SOURCE PASSAGE:
###

Given the complexity of the sputter event, the question is, why invest in this expensive and difficult surface analytical technique?

• Given a chemical species that readily produces secondary ions under primary ion bombardment, the TOF-SIMS is an extremely sensitive technique.
• The data the modern TOF-SIMS instrument produces is highly reproducible. Given an identical sample, analysis performed at different times, even years apart, will be nearly identical. Conversely, differences in the data obtained from two different samples invariably reflect real differences in the samples, however subtle those differences may be.
• TOF-SIMS results often have a chemical specificity that is difficult to match. Even identical compounds present at the sample in different configurations (for instance, patchy coverage vs. a diffuse layer) will often give discernably different results.
• TOF-SIMS analyses are very fast. A large amount of data is generated within minutes of the start of acquisition. The answer to an analytical question is often clear within seconds.

###

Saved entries

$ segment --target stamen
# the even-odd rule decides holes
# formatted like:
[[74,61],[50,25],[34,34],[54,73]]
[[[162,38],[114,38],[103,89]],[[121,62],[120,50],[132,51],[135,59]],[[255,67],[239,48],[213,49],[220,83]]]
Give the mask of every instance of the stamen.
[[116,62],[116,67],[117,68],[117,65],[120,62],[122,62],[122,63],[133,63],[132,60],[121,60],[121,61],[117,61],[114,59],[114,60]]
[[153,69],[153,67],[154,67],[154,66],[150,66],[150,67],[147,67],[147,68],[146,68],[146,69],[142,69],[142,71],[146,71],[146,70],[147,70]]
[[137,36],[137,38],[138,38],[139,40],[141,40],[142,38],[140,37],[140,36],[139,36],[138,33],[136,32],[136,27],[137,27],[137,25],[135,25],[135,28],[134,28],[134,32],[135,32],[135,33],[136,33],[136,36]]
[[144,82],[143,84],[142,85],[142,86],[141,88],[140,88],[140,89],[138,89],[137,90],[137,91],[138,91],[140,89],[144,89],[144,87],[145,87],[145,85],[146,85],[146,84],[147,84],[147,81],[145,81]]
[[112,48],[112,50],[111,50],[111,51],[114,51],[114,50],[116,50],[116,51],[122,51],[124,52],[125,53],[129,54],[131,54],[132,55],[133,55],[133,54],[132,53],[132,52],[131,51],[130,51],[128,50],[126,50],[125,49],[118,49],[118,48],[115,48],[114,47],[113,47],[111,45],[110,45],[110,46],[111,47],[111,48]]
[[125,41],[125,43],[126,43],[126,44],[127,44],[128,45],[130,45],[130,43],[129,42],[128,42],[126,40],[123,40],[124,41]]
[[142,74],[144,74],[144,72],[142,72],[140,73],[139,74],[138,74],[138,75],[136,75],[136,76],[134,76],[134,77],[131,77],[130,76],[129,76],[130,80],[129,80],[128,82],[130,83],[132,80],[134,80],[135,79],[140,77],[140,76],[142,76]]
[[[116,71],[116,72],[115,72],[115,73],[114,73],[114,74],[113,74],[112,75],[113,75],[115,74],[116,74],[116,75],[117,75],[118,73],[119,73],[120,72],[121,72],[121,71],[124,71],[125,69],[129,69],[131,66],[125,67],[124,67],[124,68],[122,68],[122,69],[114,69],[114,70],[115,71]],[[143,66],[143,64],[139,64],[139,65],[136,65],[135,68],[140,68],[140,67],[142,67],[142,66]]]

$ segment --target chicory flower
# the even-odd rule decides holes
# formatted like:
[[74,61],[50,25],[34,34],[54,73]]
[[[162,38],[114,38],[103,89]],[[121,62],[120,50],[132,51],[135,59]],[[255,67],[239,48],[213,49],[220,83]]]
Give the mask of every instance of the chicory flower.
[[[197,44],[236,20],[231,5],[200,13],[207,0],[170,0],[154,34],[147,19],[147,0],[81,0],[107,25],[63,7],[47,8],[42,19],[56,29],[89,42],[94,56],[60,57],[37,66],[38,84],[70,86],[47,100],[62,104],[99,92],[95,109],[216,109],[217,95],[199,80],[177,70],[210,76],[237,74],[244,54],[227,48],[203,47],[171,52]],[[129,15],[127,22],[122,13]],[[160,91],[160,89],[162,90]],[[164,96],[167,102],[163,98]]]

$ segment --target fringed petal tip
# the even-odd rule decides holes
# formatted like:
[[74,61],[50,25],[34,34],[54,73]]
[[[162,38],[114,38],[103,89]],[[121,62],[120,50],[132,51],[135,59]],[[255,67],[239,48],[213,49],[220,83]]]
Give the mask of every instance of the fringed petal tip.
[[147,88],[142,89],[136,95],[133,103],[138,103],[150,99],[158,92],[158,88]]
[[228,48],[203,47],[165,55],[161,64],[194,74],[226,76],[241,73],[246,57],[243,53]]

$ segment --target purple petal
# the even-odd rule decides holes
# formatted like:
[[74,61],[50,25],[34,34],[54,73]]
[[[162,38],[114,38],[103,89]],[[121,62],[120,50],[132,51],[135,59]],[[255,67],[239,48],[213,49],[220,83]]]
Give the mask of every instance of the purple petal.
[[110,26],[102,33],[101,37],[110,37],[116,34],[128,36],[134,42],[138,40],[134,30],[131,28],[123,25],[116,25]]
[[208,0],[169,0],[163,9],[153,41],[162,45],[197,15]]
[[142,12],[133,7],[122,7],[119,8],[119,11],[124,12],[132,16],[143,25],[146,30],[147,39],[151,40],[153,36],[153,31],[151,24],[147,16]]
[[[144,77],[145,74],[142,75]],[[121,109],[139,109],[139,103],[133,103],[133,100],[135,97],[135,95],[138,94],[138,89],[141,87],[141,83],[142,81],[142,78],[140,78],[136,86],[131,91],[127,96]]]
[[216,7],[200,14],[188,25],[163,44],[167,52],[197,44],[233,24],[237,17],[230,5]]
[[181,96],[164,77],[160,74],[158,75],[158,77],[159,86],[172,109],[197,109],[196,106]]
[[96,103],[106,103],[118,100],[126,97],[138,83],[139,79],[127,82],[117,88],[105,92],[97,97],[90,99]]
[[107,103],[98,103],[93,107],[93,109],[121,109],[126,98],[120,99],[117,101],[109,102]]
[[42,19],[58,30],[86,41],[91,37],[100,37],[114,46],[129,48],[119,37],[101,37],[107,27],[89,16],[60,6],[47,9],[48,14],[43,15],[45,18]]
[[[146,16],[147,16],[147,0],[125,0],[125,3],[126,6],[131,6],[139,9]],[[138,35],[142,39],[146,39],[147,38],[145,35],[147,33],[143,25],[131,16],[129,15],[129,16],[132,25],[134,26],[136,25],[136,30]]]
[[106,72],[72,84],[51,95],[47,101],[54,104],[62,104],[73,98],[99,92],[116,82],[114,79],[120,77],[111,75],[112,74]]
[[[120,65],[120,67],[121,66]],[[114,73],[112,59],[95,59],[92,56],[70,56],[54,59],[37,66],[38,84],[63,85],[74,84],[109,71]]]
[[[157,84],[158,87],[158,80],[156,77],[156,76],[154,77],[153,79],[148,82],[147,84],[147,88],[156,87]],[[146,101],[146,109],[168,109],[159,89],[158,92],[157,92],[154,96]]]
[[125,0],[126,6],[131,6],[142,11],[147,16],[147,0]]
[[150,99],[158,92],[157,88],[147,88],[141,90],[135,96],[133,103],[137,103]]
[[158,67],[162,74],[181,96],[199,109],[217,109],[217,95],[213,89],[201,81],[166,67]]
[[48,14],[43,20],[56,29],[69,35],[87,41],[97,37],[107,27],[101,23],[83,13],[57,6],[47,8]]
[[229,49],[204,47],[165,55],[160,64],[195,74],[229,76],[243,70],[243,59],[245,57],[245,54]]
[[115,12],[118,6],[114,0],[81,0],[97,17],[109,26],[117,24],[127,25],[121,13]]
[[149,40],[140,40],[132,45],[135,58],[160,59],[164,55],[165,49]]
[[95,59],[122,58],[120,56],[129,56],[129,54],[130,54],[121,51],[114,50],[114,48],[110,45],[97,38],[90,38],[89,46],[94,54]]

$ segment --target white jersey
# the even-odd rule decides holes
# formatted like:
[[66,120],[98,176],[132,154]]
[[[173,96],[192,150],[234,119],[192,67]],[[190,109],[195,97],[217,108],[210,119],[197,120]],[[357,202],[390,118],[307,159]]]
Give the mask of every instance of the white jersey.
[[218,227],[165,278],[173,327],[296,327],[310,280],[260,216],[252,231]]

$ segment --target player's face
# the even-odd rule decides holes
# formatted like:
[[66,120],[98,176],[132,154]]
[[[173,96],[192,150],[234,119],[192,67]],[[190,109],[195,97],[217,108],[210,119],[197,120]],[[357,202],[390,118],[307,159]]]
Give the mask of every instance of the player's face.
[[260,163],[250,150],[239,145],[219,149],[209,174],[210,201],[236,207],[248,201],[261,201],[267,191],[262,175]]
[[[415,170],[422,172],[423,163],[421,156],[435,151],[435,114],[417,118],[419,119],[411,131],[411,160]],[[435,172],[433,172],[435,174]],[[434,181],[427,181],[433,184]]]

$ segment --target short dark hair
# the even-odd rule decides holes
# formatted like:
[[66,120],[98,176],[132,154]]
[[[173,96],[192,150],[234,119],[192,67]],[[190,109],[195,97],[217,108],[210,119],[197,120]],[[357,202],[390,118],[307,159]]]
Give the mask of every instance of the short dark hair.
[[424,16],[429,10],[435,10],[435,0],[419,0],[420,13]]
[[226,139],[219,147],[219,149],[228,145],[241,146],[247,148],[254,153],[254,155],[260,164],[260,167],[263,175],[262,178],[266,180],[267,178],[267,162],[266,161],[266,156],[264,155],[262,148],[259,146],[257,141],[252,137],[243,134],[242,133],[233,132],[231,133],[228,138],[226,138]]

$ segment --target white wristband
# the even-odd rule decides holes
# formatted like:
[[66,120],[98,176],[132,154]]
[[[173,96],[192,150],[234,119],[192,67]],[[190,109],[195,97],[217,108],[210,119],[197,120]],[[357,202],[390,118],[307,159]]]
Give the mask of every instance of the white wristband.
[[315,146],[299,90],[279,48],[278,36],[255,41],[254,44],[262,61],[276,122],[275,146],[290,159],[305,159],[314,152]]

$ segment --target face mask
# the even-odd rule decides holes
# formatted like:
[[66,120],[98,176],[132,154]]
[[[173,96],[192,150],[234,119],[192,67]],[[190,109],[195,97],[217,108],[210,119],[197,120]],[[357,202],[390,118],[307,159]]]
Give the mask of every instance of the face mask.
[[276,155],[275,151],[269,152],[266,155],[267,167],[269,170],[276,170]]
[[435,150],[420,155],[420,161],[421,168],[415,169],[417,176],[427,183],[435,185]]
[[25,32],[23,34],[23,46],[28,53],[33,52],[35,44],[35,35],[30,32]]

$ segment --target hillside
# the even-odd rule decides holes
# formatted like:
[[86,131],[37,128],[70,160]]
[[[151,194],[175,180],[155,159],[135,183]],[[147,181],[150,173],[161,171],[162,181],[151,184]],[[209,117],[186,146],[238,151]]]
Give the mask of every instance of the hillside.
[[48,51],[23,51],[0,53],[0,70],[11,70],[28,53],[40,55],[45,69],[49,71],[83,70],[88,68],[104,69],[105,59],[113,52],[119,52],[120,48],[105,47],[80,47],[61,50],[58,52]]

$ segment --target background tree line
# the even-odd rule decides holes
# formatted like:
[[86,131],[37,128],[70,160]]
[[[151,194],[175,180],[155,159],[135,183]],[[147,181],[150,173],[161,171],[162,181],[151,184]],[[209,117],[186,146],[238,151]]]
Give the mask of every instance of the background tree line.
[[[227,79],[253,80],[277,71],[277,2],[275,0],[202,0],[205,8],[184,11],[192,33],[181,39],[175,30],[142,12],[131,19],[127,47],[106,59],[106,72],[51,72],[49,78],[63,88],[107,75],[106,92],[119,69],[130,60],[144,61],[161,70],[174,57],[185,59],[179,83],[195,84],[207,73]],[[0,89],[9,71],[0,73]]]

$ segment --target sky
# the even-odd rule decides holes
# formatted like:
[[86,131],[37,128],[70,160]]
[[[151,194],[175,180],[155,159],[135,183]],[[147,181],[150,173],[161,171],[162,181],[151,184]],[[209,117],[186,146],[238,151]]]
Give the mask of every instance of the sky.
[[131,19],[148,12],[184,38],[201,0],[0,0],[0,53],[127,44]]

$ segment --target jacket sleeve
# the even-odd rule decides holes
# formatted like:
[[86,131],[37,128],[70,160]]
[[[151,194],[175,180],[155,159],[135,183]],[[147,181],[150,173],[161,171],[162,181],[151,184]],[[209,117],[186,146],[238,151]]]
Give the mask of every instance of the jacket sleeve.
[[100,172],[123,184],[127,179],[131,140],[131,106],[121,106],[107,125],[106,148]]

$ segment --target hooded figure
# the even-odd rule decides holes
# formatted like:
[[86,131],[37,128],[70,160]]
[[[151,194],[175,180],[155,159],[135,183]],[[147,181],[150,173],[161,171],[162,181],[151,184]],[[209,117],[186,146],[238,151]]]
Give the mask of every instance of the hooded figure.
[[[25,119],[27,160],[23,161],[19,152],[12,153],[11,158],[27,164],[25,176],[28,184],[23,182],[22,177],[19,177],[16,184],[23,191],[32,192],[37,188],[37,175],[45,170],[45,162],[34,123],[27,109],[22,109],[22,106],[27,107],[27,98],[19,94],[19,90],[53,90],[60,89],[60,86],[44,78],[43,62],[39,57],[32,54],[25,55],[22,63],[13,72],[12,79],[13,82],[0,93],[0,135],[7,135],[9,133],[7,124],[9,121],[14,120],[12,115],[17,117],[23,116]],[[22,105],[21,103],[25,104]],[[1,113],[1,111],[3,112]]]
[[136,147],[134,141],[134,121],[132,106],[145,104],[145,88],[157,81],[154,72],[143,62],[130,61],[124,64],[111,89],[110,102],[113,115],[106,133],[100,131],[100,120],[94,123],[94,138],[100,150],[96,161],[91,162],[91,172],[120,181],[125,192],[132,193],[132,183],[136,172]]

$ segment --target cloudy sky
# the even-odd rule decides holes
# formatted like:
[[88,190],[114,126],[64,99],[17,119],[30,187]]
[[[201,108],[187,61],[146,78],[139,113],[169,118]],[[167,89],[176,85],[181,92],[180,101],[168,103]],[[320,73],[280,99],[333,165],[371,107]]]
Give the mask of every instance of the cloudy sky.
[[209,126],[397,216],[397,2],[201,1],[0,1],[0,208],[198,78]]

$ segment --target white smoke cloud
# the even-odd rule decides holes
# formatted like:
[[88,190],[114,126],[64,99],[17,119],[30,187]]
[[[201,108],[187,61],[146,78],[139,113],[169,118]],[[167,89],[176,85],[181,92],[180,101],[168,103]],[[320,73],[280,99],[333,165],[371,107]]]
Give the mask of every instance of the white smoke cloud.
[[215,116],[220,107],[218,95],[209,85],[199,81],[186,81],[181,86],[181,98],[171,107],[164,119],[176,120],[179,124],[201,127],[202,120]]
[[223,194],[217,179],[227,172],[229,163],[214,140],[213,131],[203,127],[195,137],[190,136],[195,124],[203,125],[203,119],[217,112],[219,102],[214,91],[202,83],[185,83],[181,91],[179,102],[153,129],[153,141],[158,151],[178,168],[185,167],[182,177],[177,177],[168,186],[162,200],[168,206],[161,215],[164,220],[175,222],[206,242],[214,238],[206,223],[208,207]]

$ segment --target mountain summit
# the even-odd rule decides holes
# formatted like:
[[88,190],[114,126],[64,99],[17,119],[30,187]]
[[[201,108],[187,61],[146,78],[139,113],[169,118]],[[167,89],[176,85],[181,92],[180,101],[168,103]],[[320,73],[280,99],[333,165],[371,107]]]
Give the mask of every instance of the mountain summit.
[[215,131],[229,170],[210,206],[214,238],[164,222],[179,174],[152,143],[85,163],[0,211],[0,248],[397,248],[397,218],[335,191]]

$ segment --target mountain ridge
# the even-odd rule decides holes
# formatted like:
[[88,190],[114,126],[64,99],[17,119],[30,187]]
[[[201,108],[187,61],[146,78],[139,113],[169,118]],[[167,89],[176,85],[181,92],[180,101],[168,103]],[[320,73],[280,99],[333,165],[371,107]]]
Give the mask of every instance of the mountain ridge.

###

QUESTIONS TO ANSWER:
[1] Answer these questions from the TOF-SIMS passage:
(a) How far apart in time can analyses of an identical sample be and still come out nearly identical?
(b) What two configurations of identical compounds does it give as an example?
(c) How soon is the answer to an analytical question often clear?
[2] List the qualities of TOF-SIMS that the TOF-SIMS passage puts forward in its bullet points as reasons to invest in the technique.
[3] Please write what comes next in the TOF-SIMS passage, starting after its last bullet point.

ANSWERS PER TASK:
[1]
(a) Even years apart.
(b) Patchy coverage and a diffuse layer.
(c) Within seconds.

[2]
- It is extremely sensitive for chemical species that readily produce secondary ions under primary ion bombardment.
- Its data is highly reproducible.
- Its results often have a chemical specificity that is difficult to match.
- Its analyses are very fast.

[3]
• TOF-SIMS produces a wealth of image information about the samples analyzed. With modern ion sources, the primary ion spot sizes can be significantly less than 100 nm. With stage scanning, large samples can be imaged as well.
• Given a sufficient set of standards, TOF-SIMS can be used for quantification of both inorganic and organic species.

So with all this going for it, what else do you need besides a TOF-SIMS in your lab? Why use any other surface analytical technique?

• The complexity of the sputter event has placed a proper theoretical understanding for the technique still in the future. There is no way, even approximately, to answer the question as to how much of any detected species is present on the sample surface without standards. Signals can vary in intensity by orders of magnitude from one surface to the next, and the relative sensitivities to different species can vary widely as well.
• While SIMS images are usually meaningful, a significant amount of the time larger intensities do not indicate higher concentrations. As an example of this, a Au contact pad on a wafer will light up in SIMS images for a variety of contaminants adsorbed to the surface, but this definitely does not mean there are more of them on the Au pad than there is in the surrounding region.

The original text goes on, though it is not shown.